> YOUR INSTRUCTIONS
Rewrite the lines from the one containing "Place one keypoint on each instance of the stack" through the one containing "Place one keypoint on each instance of the muffin", replacing "wooden table" with "marble counter" and leaving everything else unchanged.

Dataset excerpt
* * * *

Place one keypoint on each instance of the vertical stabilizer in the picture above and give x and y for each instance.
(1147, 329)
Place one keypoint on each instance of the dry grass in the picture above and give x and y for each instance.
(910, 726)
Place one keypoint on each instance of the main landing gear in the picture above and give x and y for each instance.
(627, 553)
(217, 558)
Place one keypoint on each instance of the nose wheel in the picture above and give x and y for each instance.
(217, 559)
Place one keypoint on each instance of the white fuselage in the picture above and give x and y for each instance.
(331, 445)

* * * *

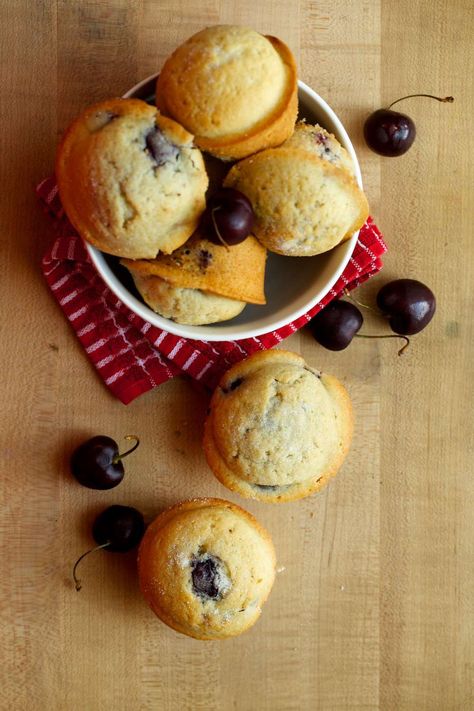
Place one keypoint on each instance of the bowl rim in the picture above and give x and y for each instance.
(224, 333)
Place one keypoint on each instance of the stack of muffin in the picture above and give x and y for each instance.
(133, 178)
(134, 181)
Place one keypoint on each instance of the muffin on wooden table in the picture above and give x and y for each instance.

* * * *

> RESPONSE TO THIS TASK
Place one keypoint on each instance of the stack of muffin in the picture above and give x and y for each instance.
(133, 178)
(134, 181)
Place one keypoint on each instance of the muffin on marble counter in the picture above and give x and y for each instance.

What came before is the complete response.